FRAGMENTO DE ORIGEN
Por: Juan Alberto Sánchez Marín

Conocí a Alí hacia 1988, en La Habana, cuando éste era un despreocupado aprendiz de medicina, tan obnubilado como cualquier estudiante extranjero en el enloquecedor paraíso tropical que es Cuba. Una isla tórrida en todos los sentidos imaginables, aún para el propio Alí, que procedía de una tierra ardiente y soleada, con desiertos puestos sobre calderos de petróleo. Alí era Iraquí.

Más que Saddam Hussein -que ni le iba ni le venía-, más que su medicina, su socialismo o muerte, o la friolera de sus desordenes caribeños, a Alí le importaba Iraq. Su vida eran los atardeceres de niño con las aguas del Tigris hasta los tobillos, simple y llanamente. Si es que tal estampa tiene algo de simple y llano, en una tierra sin par en el vaivén de la historia y la geografía universales.

El tema de su tierra era lo único que atajaba sus compases apresurados, llenos de inflexiones bruscas y ritmos orientales pasados por cha cha chá. Recursos infalibles a la hora de dejar boquiabierta a la mulata de turno.

INSTRUCCIONES
1. Responda, según el fragmento sobre Alí:
(a) ¿Hacia qué año y en qué ciudad se produjo el primer encuentro con Alí?
(b) ¿Qué estudiaba Alí en aquella época?
(c) ¿Qué río aparece en los atardeceres de niño de Alí?
2. Transcriba del fragmento sobre Alí el pasaje que comienza con "Conocí a Alí" y continúa hasta "Alí era Iraquí.".
3. Prolongue el fragmento sobre Alí a partir del punto en que se detiene.

Datos de localización por puntos para cada instancia

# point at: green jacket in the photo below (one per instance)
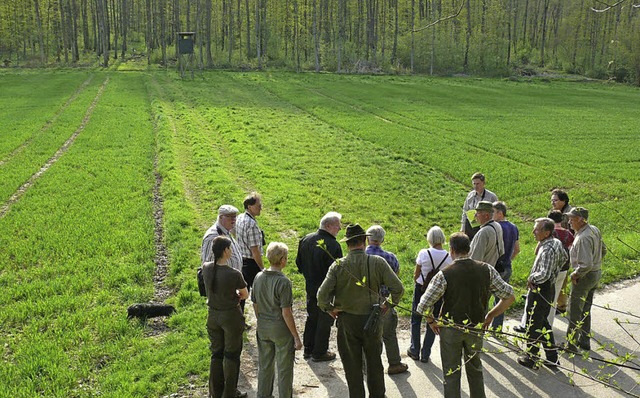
(343, 289)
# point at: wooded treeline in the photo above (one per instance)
(491, 37)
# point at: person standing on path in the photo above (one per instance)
(478, 194)
(488, 244)
(586, 260)
(313, 263)
(511, 239)
(550, 257)
(560, 202)
(225, 222)
(465, 287)
(390, 319)
(348, 294)
(432, 259)
(250, 239)
(277, 335)
(225, 288)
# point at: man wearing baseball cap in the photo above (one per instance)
(488, 244)
(222, 227)
(586, 260)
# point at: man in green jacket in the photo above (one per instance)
(348, 294)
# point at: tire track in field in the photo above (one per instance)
(411, 127)
(56, 156)
(189, 191)
(48, 124)
(385, 151)
(472, 145)
(522, 216)
(246, 185)
(161, 260)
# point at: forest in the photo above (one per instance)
(441, 37)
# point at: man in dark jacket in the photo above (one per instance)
(313, 263)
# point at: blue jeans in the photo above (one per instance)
(497, 321)
(416, 325)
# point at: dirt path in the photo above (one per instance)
(504, 377)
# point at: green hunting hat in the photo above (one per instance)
(354, 231)
(578, 212)
(484, 205)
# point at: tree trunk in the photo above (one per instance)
(125, 26)
(413, 26)
(40, 33)
(248, 19)
(316, 38)
(465, 65)
(543, 40)
(208, 38)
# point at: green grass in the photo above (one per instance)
(78, 247)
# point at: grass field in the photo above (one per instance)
(80, 151)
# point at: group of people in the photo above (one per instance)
(359, 291)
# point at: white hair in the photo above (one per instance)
(435, 236)
(330, 218)
(276, 251)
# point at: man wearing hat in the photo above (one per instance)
(348, 294)
(222, 227)
(586, 260)
(488, 244)
(389, 337)
(478, 194)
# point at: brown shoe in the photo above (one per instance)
(327, 356)
(397, 368)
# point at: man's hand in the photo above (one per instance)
(487, 322)
(433, 324)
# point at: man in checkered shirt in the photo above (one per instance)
(250, 239)
(465, 286)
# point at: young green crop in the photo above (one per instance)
(78, 246)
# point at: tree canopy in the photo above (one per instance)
(490, 37)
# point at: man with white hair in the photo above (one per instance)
(550, 256)
(390, 321)
(586, 260)
(478, 194)
(222, 227)
(313, 263)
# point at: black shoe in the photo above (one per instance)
(552, 366)
(415, 357)
(519, 329)
(397, 368)
(327, 356)
(585, 347)
(525, 360)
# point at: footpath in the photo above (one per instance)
(504, 377)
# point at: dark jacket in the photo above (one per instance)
(313, 262)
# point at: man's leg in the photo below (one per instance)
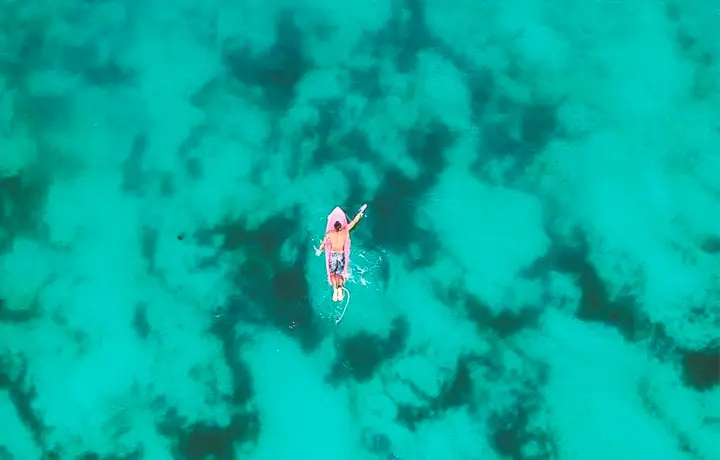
(336, 289)
(341, 284)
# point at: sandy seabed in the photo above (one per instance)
(536, 277)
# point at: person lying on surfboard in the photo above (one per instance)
(337, 248)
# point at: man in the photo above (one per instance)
(337, 249)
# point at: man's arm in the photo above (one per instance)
(355, 220)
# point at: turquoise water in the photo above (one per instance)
(536, 276)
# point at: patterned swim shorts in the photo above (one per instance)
(337, 263)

RESPUESTAS
1.
(a) Hacia 1988, en La Habana.
(b) Medicina.
(c) El Tigris.

2.
Conocí a Alí hacia 1988, en La Habana, cuando éste era un despreocupado aprendiz de medicina, tan obnubilado como cualquier estudiante extranjero en el enloquecedor paraíso tropical que es Cuba. Una isla tórrida en todos los sentidos imaginables, aún para el propio Alí, que procedía de una tierra ardiente y soleada, con desiertos puestos sobre calderos de petróleo. Alí era Iraquí.

3.
Le encantaba la carne de carnero, preparada en secreto por él mismo, con una receta aromática y mudable que impedía seguirle la pista. Mientras permanecía callado, hubiera pasado por sirio o iraní a nuestros ojos de occidentales despistados. Ahí habría que entender a Bush, a Powell, a Rumsfeld o al mismísimo diablo. Mejor dicho, a quienes ahora ven un iraquí en cada sirio, como ven un sirio en cada árabe. O un árabe en cualquiera. O un sospechoso en quien no sea gringo. Un despiste imperial ya maníaco.

A simple vista, Alí podría ser el hijo de Sheik, sin patria clara y cara de Valentino. Pero cuando hablaba era imposible no darse cuenta de que sólo era iraquí, e incapaz de ser de otra parte. Y que además era de Bagdad, ciudad que nombraba y añoraba en cada frase. También, nos dejó muy en claro que tenía una familia tranquila y feliz, con un padre, una madre, y hasta una hermana y dos hermanos. Mejor dicho, una familia parecida a las de todos los demás. Al fin y al cabo, aunque algunos creyeran que a veces lo disimulaba, Alí también era un ser humano.

Cuando la invasión de Saddam a Kuwait, Alí se preocupó mucho. Casi dejó de bailar y se clavó al televisor, siguiendo hora tras hora los noticiarios, como cualquier alienado de estos lares. Recuerdo que por aquellos días exclamó: “Habría sido mejor invadir La Florida”. Un chiste que entonces nadie entendió plenamente, de lo puro cierto que era. Y es que Kuwait era y sigue siendo un estado gringo enclavado en el Medio Oriente. Con el añadido de que resultaba mucho más importante y estratégico para la Unión que la propia Florida.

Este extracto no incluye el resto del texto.